- _ACTIVITY_
Check each line of the listing below for "crevasse" and state how many lines contain it, with no other words.
(Beginning of SOURCE MATERIAL)
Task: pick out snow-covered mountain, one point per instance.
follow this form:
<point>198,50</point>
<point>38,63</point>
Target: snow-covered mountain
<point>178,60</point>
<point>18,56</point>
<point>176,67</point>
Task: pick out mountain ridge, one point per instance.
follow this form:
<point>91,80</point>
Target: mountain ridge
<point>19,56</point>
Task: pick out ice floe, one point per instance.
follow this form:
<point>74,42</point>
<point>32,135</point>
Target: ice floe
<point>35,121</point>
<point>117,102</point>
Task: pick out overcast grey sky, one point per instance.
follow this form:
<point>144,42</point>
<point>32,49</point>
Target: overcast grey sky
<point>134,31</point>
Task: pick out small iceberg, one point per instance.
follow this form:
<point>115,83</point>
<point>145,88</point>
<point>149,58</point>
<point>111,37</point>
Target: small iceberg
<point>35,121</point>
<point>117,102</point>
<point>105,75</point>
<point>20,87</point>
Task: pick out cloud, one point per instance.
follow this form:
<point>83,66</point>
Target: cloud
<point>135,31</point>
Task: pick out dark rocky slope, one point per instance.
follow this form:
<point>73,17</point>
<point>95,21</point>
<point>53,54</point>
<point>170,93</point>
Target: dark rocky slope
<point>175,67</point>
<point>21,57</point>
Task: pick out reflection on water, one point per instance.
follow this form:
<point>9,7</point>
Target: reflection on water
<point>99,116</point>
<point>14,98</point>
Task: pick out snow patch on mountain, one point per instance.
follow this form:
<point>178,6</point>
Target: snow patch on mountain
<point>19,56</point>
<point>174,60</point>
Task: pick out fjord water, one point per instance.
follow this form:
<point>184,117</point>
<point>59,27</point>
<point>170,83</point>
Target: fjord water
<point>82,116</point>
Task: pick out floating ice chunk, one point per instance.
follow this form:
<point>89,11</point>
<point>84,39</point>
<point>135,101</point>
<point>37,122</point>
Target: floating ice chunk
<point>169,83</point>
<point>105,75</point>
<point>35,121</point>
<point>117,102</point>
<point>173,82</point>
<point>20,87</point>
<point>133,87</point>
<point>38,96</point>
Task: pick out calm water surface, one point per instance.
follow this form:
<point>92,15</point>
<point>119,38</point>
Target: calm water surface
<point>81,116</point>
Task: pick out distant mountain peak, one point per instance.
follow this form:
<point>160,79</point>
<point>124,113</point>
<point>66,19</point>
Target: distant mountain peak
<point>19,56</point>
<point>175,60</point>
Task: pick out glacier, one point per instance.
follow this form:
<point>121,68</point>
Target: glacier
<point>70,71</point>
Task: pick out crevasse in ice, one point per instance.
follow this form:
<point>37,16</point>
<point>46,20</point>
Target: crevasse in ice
(End of SOURCE MATERIAL)
- _REPLY_
2